#### Work to complete
1. Can you quote everything in the newsletter piece on shared TV viewing from "Let’s get right" down to "households with televisions."?
2. In the newsletter piece on shared TV viewing, why did the huge audience numbers for single programs drop around the turn of the century? Answer in one to three sentences.
3. Could you carry on the newsletter piece about shared TV viewing and the Tom Brady roast from where it stops?

#### Document extract
________________

How’s everyone’s weekend going?
Thanks for spending a portion of your Sunday with the Six.
Let’s get right to it.
THE ROAST OF THE CENTURY
We used to have shared viewing experiences in the country with regularity.
In the 1960s, the “Ed Sullivan Show.” The sitcom era of the 70s, when “All In The Family” and “Happy Days” were watched by tens of millions. And into the 80s and 90s shows like “Dallas”, “The Cosby Show” or “Seinfeld” regularly drew over 50 percent of households with televisions.
(In the fall of 1980, a full 76 percent of all televisions in the United States were tuned in to the “Who Shot J.R.?” episode on “Dallas.” Think about that for a second. 83 million people watched. Lots of Hungry Man TV dinners sold that week, no doubt.)
As more Americans got access to cable TV and more options, those crazy one show program numbers dipped at the turn of the century. Throw in high speed internet and streaming the next two decades and other than the Super Bowl, what television event do we all watch simultaneously?
Sunday night, something happened in the culture that reminded us of those nostalgic office water cooler days the morning after “Must See TV.”
Tom Brady got roasted. And it’s become a thing this week.

________________

#### Raw data
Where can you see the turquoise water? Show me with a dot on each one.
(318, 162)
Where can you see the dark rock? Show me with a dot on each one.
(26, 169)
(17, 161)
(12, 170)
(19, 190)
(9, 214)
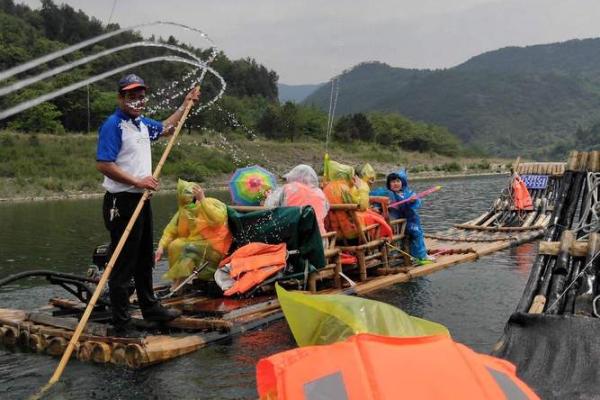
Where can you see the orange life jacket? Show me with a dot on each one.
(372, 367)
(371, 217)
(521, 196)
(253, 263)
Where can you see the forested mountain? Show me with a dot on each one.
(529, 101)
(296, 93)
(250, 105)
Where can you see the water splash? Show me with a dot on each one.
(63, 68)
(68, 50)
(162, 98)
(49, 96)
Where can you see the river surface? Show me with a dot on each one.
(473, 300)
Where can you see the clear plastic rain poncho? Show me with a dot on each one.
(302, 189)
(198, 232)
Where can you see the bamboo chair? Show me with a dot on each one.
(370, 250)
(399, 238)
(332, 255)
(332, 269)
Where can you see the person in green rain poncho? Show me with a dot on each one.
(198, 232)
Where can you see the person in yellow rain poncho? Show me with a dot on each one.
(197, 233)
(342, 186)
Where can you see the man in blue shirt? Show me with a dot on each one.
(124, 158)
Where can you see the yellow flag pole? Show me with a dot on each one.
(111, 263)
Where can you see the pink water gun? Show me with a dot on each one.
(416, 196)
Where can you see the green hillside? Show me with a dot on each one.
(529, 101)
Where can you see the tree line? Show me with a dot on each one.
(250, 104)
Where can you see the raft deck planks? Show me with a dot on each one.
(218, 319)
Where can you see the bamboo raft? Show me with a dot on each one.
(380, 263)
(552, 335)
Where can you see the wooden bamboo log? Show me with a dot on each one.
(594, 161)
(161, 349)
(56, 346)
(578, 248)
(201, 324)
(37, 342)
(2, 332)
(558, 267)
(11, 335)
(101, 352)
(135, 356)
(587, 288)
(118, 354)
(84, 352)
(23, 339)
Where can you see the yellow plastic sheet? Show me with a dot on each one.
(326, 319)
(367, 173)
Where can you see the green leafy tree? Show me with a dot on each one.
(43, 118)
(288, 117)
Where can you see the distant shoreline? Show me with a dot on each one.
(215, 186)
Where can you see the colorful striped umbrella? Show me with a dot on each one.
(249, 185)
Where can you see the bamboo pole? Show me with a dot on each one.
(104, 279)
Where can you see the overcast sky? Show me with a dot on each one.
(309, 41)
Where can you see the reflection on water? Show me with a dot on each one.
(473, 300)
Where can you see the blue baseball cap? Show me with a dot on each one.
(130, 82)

________________

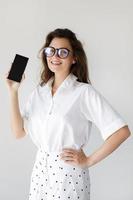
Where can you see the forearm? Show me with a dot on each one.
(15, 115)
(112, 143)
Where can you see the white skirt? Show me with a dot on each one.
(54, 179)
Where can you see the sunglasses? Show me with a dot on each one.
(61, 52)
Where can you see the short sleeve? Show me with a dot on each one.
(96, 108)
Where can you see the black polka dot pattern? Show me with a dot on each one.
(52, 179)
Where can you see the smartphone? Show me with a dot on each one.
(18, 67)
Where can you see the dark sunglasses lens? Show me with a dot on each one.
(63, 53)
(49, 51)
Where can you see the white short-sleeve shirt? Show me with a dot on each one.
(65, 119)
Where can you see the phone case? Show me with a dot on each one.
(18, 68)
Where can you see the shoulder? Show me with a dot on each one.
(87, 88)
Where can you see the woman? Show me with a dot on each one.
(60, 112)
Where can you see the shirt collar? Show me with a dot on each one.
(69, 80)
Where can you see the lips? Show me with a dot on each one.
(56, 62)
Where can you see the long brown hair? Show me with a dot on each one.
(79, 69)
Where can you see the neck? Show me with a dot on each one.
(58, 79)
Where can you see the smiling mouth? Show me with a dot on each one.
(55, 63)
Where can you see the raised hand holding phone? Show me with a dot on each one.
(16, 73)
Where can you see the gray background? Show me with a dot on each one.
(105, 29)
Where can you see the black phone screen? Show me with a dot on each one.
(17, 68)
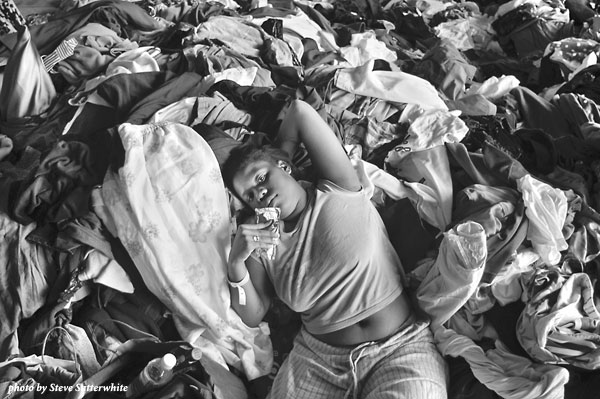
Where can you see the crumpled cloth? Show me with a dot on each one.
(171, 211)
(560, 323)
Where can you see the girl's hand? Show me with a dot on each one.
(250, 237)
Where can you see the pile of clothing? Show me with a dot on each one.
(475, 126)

________________

#### Written responses
1.
Let’s get right to it.
THE ROAST OF THE CENTURY
We used to have shared viewing experiences in the country with regularity.
In the 1960s, the “Ed Sullivan Show.” The sitcom era of the 70s, when “All In The Family” and “Happy Days” were watched by tens of millions. And into the 80s and 90s shows like “Dallas”, “The Cosby Show” or “Seinfeld” regularly drew over 50 percent of households with televisions.

2. More Americans got access to cable TV and more viewing options, so the numbers for any one show dipped. High-speed internet and streaming over the next two decades added to that, leaving the Super Bowl as about the only event everyone watches at the same time.

3.
Held in Los Angeles and lived streamed by Netflix (sooo 2024), a who’s who of guests took their shots at the QB G.O.A.T.
Ben Affleck. Kim Kardashian. Peyton Manning. Kevin Hart. Gronk. Brady’s former coach, Bill Belichick (who was quite funny. We never knew).
The event was likely the first and last time these people will ever be in the same room together. To say it was unfiltered would be an understatement.
Since Brady left the Patriots in 2020 and Belichick’s “separation” from the team earlier this year, there’s been a requiem of sorts on the break up of the New England Patriots football dynasty. At the roast, jokes about Brady’s ex-wife, his post-divorce sex life, Gronk’s perceived brainlessness (can’t be all that true as he’s laughing all the way to the bank) and Patriots owner Robert Kraft’s fondness of massage parlors gave the roast a dysfunctional family Thanksgiving reunion vibe.
That tension entered the room and made the event that much more combustable.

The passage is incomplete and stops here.